Foto: Hanns Joosten

Nominierung BDA-Architekturpreis Nike 2010
Shortlist BDA-Architekturpreis Nike 2010
Preisträger BDA PREIS BERLIN 2009

Wohnhaus und Sammlung Boros

Berlin

Foto: Hanns Joosten

Wohnhaus und Sammlung Boros

Berlin
Projekt
Wohnhaus und Sammlung Boros
Architekt
REALARCHITEKTUR, Jens Casper, Petra Petersson, Andrew Strickland
Bauherr
Christian Boros

2003 erwarb der Wuppertaler Kunstsammler Christian Boros einen denkmalgeschützten Luftschutzbunker in Berlin-Mitte, um ihn als Wohnhaus für sich, seine Familie und seine Kunstsammlung umzubauen.

Der 1942 als massive Stahlbetonkonstruktion für die Reichsbahn errichtete Luftschutzbunker sollte Passagieren und Reisenden, die sich auf dem Bahnhof Friedrichstrasse aufhielten, Schutz bieten. Das heute denkmalgeschützte Gebäude geht auf eine Musterplanung von Karl Bonatz zurück.

Das funktional strukturierte Gebäude hatte ca. 3000 Sitzplätze auf fünf Etagen verteilt. Die innere räumliche Struktur ist axial symmetrisch aufgebaut, von 1,80m dicken Außenwänden und einer 3 Meter starken Stahlbetondecke umhüllt.

Durch die auf allen vier Seiten vorhandenen zwei Zugänge mit den dazugehörenden, ineinander geschachtelten Doppel-Treppenanlagen konnte eine große Anzahl von Menschen in kürzester Zeit in den Bunker gelangen.

Nach dem Krieg wurde das Gebäude umgebaut und diente als Gemüselager. Nach dem Mauerfall wurde es bis Mitte der neunziger Jahre als Club, später temporär für Ausstellungen genutzt.

Christian Boros erwirbt den Bunker 2003 und gemeinsam mit den Architekten beginnen die Planungen für einen Ort, an dem er mit seiner Familie, wie mit seiner Kunstsammlung wohnen und leben kann.

····················

■ Aufgabenstellung 1 ■
Wiederholen Sie aus dem Text über die Sammlung Boros wortgetreu den Abschnitt, der mit „2003 erwarb der“ beginnt und sich bis einschließlich „seine Kunstsammlung umzubauen.“ fortsetzt.
■ Aufgabenstellung 2 ■
Prüfen Sie anhand des Texts über die Sammlung Boros, ob diese Aussagen zutreffen: (a) Der Bunker wurde 1942 für die Reichsbahn errichtet. (b) Das Gebäude bot rund 5000 Sitzplätze. (c) Nach dem Krieg diente das Gebäude als Gemüselager. Antworten Sie jeweils mit Ja oder Nein und zitieren Sie die entscheidende Textstelle wörtlich.

■ Datenauflistung ■
····················

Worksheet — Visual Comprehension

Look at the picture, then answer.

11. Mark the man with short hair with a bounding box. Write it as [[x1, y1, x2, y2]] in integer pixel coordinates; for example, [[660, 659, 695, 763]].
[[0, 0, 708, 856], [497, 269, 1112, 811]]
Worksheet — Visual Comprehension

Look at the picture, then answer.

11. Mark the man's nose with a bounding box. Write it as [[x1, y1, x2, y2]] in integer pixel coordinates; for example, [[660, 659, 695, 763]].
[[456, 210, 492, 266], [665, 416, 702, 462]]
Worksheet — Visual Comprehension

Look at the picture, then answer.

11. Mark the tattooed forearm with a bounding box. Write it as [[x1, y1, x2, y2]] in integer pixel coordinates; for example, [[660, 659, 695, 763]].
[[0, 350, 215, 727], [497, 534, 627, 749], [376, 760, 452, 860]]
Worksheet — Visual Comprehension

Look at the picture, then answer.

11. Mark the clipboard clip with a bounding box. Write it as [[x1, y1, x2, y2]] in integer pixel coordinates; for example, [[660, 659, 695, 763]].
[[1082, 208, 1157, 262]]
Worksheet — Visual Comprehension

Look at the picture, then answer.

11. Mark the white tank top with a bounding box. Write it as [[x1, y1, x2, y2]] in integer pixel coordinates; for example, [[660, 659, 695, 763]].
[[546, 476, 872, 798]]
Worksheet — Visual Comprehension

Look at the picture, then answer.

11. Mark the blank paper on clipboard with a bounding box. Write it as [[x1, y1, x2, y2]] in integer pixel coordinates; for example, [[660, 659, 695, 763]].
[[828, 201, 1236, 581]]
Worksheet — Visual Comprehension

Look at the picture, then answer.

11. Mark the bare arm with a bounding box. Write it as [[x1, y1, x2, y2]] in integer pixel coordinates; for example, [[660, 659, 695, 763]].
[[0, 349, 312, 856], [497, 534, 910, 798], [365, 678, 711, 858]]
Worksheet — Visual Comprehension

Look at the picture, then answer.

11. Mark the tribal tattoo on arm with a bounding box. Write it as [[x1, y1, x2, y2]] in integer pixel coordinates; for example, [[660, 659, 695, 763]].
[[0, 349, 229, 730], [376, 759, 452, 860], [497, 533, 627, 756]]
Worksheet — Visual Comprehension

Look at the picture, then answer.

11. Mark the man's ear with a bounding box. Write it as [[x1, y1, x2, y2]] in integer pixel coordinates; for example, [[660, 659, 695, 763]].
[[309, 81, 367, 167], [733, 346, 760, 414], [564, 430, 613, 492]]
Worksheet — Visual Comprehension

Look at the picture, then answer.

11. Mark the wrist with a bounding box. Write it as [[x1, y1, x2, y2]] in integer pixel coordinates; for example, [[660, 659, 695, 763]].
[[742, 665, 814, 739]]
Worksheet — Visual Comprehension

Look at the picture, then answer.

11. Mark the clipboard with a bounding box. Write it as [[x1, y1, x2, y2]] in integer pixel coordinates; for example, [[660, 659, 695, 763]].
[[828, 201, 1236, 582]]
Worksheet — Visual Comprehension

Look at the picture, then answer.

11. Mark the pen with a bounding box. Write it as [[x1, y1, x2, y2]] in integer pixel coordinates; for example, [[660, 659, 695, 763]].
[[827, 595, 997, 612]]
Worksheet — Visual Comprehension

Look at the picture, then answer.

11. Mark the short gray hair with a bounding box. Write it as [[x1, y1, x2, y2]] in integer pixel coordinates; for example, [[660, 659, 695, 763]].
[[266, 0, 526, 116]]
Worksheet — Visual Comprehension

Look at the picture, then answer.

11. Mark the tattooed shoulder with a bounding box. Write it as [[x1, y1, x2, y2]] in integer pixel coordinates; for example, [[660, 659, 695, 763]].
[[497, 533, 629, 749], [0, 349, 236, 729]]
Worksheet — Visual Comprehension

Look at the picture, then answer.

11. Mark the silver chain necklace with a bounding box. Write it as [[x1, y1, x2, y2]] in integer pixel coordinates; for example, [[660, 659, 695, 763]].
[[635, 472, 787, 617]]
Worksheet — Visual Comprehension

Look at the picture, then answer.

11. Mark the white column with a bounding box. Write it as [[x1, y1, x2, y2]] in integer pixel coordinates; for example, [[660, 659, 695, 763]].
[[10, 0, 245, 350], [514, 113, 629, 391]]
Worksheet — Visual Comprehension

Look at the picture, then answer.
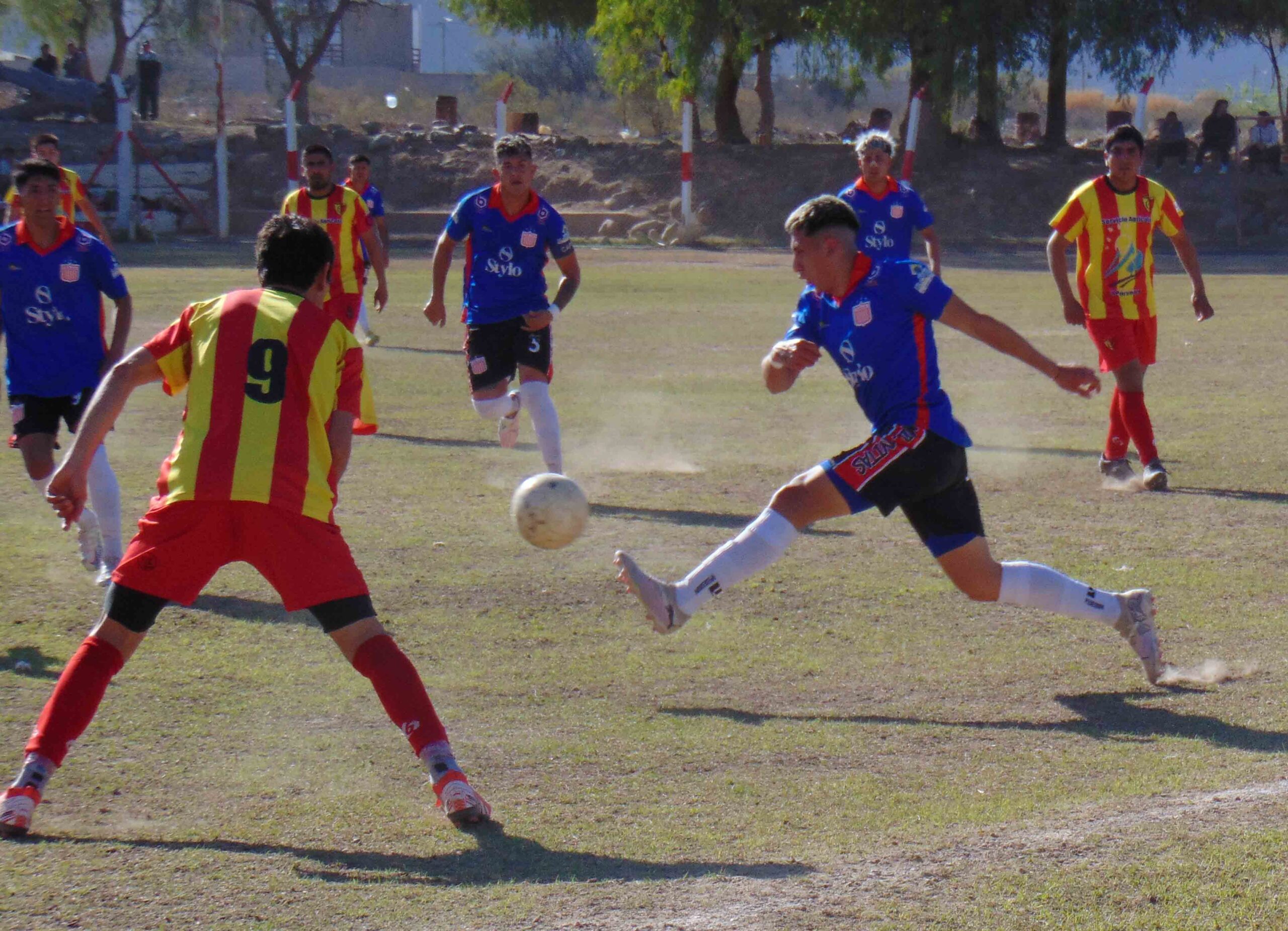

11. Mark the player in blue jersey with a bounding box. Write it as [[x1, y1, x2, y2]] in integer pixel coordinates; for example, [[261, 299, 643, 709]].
[[0, 158, 133, 584], [344, 153, 389, 347], [614, 196, 1163, 683], [425, 135, 581, 473], [840, 130, 939, 274]]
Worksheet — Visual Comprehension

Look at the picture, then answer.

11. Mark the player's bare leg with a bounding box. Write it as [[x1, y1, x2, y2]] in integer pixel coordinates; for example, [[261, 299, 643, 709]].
[[613, 466, 850, 634], [519, 366, 563, 474], [1113, 359, 1167, 492], [939, 537, 1164, 684], [0, 616, 144, 837], [331, 617, 492, 827], [18, 433, 102, 572]]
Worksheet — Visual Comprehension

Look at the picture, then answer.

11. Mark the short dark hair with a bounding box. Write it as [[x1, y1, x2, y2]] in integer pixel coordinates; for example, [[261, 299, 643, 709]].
[[304, 142, 335, 162], [783, 195, 859, 236], [1105, 122, 1145, 154], [13, 158, 63, 191], [492, 135, 532, 161], [255, 214, 335, 291]]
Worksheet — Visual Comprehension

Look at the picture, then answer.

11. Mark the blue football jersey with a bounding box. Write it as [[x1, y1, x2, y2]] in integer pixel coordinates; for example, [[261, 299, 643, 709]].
[[0, 218, 129, 398], [355, 179, 389, 265], [783, 253, 970, 446], [447, 184, 573, 323], [837, 178, 935, 260]]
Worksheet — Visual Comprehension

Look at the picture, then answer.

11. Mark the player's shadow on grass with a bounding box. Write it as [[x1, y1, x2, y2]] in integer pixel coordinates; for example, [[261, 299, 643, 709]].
[[661, 689, 1288, 753], [0, 646, 58, 679], [37, 823, 814, 886], [368, 433, 537, 452], [590, 505, 854, 537], [1171, 485, 1288, 505]]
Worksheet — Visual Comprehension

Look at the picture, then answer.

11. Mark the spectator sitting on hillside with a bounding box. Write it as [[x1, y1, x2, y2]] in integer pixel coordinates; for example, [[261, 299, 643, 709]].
[[1154, 110, 1190, 170], [1194, 101, 1239, 175], [1246, 110, 1283, 175], [31, 42, 58, 77]]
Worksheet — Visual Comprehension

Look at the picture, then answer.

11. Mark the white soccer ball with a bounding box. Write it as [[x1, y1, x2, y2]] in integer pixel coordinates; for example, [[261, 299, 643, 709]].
[[510, 473, 590, 550]]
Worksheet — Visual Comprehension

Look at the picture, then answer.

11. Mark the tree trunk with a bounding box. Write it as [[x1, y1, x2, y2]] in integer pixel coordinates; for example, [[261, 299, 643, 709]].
[[715, 35, 751, 145], [756, 41, 774, 145], [975, 9, 1002, 145], [1043, 0, 1072, 149]]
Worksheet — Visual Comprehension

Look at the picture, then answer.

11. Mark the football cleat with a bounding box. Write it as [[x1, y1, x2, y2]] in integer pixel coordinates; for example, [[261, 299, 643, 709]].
[[1114, 588, 1164, 685], [496, 391, 520, 449], [1141, 458, 1167, 492], [1100, 456, 1136, 482], [434, 770, 492, 828], [613, 550, 692, 634], [76, 507, 103, 572], [0, 787, 40, 837]]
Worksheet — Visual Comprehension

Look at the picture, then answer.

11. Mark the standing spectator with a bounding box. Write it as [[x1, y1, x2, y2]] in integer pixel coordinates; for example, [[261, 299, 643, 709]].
[[135, 40, 161, 120], [1247, 110, 1283, 175], [1194, 101, 1239, 175], [1154, 110, 1190, 170], [31, 42, 58, 77]]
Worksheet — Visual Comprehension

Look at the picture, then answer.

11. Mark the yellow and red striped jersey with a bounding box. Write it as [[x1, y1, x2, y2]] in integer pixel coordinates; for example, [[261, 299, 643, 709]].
[[145, 288, 362, 522], [282, 184, 371, 300], [4, 165, 89, 221], [1051, 175, 1184, 320]]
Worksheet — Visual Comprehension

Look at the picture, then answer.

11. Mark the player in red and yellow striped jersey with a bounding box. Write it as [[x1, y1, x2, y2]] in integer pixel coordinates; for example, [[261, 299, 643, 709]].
[[4, 133, 113, 248], [282, 143, 389, 435], [1047, 126, 1214, 490], [0, 216, 491, 834]]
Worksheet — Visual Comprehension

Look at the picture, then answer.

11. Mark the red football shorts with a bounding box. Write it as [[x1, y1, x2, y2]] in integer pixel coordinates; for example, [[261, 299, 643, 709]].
[[322, 291, 362, 333], [112, 501, 368, 611], [1087, 317, 1158, 372]]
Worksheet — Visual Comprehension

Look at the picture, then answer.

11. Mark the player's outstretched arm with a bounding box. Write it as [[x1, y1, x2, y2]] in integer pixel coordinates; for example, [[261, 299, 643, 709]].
[[1047, 230, 1087, 327], [45, 347, 161, 529], [760, 338, 819, 394], [939, 295, 1100, 398], [425, 230, 456, 327], [1172, 229, 1216, 323]]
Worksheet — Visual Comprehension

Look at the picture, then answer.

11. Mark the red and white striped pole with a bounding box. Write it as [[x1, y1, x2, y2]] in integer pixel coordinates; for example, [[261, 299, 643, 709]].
[[899, 88, 926, 182], [282, 81, 300, 187], [496, 81, 514, 139], [680, 97, 693, 227], [1134, 74, 1154, 133]]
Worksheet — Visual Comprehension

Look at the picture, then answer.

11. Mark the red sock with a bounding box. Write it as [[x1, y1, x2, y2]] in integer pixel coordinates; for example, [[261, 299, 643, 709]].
[[353, 634, 447, 756], [25, 636, 125, 766], [1119, 391, 1158, 465], [1105, 388, 1130, 458]]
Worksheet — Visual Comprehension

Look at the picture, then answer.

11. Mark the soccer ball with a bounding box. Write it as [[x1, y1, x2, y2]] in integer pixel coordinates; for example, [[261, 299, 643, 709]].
[[510, 473, 590, 550]]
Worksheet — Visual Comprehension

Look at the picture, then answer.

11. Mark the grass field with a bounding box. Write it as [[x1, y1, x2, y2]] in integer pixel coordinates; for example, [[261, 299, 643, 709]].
[[0, 250, 1288, 931]]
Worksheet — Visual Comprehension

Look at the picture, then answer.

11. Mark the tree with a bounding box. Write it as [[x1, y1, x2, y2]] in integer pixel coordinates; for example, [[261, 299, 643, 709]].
[[235, 0, 373, 122]]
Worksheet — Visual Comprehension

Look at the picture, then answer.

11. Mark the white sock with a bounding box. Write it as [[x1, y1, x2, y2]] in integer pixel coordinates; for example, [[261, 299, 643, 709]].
[[519, 381, 563, 475], [470, 394, 519, 420], [85, 446, 122, 565], [675, 507, 800, 614], [997, 563, 1120, 626]]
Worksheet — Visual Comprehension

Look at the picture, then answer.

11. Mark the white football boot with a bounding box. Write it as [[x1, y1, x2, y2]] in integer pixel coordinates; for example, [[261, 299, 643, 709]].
[[496, 391, 522, 449], [1114, 588, 1164, 685], [613, 550, 692, 634]]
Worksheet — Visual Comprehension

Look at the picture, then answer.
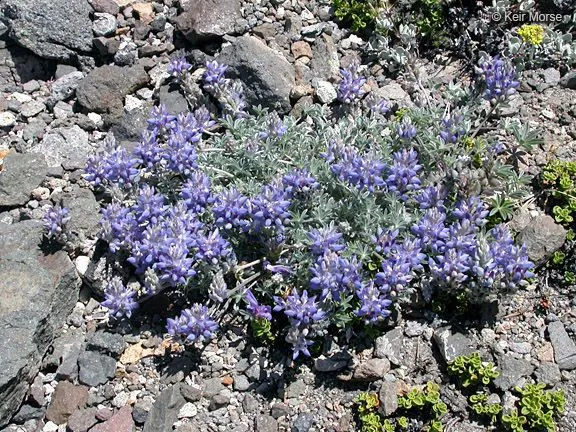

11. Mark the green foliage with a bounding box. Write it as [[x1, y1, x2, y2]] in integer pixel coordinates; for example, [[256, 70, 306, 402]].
[[332, 0, 380, 31], [541, 159, 576, 225], [448, 352, 500, 388]]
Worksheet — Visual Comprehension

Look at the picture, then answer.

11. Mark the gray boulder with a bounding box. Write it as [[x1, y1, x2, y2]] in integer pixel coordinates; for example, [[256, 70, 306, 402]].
[[76, 65, 150, 123], [0, 153, 47, 207], [0, 0, 92, 60], [174, 0, 242, 43], [218, 36, 295, 113], [0, 220, 80, 427]]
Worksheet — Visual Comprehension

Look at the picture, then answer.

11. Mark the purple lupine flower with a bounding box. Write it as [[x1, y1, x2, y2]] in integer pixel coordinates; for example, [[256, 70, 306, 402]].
[[250, 185, 290, 233], [371, 228, 399, 256], [132, 184, 164, 226], [452, 196, 489, 228], [167, 57, 192, 77], [166, 303, 218, 343], [44, 205, 70, 238], [414, 186, 446, 210], [100, 202, 138, 252], [282, 169, 320, 196], [84, 136, 140, 187], [355, 281, 392, 324], [134, 130, 164, 169], [212, 188, 252, 231], [308, 226, 345, 256], [386, 149, 422, 200], [322, 143, 386, 192], [148, 104, 176, 132], [274, 289, 326, 327], [244, 290, 272, 321], [202, 60, 228, 93], [162, 130, 198, 177], [286, 327, 314, 360], [440, 114, 466, 144], [310, 252, 361, 301], [258, 112, 288, 139], [180, 171, 215, 213], [337, 62, 366, 104], [153, 243, 196, 287], [477, 56, 520, 100], [101, 277, 138, 319], [396, 118, 418, 140], [194, 229, 234, 265]]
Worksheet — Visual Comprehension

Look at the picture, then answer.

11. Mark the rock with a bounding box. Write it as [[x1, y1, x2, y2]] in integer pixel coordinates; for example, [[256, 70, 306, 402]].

····················

■ Vollständige Antwort 1 ■
2003 erwarb der Wuppertaler Kunstsammler Christian Boros einen denkmalgeschützten Luftschutzbunker in Berlin-Mitte, um ihn als Wohnhaus für sich, seine Familie und seine Kunstsammlung umzubauen.

■ Vollständige Antwort 2 ■
(a) Ja: „Der 1942 als massive Stahlbetonkonstruktion für die Reichsbahn errichtete Luftschutzbunker“
(b) Nein: „Das funktional strukturierte Gebäude hatte ca. 3000 Sitzplätze auf fünf Etagen verteilt.“
(c) Ja: „Nach dem Krieg wurde das Gebäude umgebaut und diente als Gemüselager.“